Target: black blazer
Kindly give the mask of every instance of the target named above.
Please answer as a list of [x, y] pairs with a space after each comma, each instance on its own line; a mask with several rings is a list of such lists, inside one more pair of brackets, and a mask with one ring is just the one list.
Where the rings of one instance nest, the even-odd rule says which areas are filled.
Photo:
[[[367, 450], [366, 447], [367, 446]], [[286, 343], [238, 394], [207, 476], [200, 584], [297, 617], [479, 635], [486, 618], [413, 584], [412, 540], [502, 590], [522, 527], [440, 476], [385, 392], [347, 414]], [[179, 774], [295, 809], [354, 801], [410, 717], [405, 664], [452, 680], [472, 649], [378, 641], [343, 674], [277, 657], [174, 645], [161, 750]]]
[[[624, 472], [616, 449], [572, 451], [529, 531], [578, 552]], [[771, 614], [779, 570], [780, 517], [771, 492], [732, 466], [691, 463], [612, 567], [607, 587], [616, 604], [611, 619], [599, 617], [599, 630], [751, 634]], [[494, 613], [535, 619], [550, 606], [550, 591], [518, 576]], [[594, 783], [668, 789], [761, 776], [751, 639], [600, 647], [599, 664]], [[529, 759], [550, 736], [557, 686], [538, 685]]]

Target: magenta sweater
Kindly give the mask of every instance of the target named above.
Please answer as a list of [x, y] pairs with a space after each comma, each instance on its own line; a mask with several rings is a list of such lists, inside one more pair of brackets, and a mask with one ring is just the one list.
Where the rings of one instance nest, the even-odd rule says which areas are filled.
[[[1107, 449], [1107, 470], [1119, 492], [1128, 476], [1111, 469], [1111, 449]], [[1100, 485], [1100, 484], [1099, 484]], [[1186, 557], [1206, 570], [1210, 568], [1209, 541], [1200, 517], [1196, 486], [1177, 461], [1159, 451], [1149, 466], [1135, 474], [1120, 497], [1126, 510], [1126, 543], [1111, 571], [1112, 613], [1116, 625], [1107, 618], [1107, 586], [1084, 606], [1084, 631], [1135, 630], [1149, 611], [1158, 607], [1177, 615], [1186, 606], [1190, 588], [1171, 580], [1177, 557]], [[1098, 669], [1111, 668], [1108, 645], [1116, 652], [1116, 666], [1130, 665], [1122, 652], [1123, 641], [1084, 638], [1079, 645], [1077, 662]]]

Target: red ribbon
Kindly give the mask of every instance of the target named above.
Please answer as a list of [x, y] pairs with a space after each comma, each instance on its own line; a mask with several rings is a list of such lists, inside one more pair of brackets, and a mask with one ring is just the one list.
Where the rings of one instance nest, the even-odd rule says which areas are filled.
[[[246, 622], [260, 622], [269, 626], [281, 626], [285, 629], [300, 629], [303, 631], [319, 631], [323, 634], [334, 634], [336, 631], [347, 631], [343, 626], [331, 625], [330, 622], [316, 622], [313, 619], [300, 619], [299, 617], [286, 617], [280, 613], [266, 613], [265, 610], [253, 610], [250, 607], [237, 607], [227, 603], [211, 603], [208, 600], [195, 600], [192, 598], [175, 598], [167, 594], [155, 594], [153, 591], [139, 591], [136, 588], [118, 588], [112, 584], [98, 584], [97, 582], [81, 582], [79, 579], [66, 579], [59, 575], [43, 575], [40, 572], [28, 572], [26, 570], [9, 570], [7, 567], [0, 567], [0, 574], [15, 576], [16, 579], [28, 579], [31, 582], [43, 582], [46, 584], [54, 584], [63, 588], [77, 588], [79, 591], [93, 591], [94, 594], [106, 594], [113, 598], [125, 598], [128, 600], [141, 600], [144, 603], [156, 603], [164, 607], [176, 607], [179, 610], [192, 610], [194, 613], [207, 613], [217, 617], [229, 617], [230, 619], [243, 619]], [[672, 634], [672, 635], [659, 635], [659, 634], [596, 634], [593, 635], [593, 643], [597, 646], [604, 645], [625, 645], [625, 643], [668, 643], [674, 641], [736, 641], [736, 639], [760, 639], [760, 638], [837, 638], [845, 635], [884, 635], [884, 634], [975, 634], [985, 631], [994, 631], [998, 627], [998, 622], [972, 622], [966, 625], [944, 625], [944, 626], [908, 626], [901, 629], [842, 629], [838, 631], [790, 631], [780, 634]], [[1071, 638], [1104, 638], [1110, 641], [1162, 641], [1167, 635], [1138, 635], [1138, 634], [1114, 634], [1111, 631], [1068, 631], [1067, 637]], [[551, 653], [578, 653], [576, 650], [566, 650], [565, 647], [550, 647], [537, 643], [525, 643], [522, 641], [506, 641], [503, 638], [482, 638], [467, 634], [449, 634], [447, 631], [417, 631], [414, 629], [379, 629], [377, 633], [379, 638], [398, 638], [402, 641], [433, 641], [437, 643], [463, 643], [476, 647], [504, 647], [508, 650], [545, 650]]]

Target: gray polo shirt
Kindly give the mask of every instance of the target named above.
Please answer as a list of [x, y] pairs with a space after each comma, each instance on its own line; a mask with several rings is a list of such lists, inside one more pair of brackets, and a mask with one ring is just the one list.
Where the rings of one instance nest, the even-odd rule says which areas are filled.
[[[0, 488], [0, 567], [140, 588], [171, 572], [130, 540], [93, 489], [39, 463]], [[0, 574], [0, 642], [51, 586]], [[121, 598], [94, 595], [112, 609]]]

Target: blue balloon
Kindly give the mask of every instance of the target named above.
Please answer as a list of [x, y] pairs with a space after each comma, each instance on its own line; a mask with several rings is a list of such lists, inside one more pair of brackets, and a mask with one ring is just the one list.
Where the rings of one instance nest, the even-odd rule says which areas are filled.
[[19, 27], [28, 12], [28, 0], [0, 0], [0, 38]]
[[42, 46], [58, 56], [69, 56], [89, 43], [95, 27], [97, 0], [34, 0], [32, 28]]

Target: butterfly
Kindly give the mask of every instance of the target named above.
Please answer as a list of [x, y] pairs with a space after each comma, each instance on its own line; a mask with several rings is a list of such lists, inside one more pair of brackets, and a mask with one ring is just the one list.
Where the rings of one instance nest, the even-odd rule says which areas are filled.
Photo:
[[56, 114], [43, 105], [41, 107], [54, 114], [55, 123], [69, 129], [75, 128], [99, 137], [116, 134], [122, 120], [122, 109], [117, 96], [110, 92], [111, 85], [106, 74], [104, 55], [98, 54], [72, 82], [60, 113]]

Required work →
Give the part of the items that opens with the line containing "Target: blue balloon" and closes with the end of the items as a numbered list, with blank lines omitted.

Written solution →
1. Target: blue balloon
2. Kindly give the mask of every instance of the target named above.
3. Please answer as a list of [x, y] pairs with a space after each comma, each instance on its own line; a mask with several rings is a list of such lists, inside one more pair of brackets, and a mask with one ring is just the one list.
4. Where the rings of one instance nest, the even-odd rule says which areas are filled.
5. [[19, 27], [28, 12], [28, 0], [0, 0], [0, 38]]
6. [[42, 46], [58, 56], [69, 56], [89, 43], [95, 27], [97, 0], [34, 0], [32, 28]]
7. Target: butterfly
8. Kindly give the mask of every instance of the target named above.
9. Please answer as a list of [x, y] pairs with a space after each comma, each instance on its own line; a mask with several rings is a list of such lists, inside one more pair of brackets, and a mask with one ring is just the one list.
10. Where the rings of one instance nest, the even-odd rule says which areas are filled.
11. Photo:
12. [[56, 114], [43, 105], [41, 107], [54, 114], [55, 123], [69, 129], [75, 128], [99, 137], [116, 134], [122, 120], [122, 109], [117, 96], [110, 92], [111, 85], [106, 74], [104, 55], [98, 54], [72, 82], [60, 113]]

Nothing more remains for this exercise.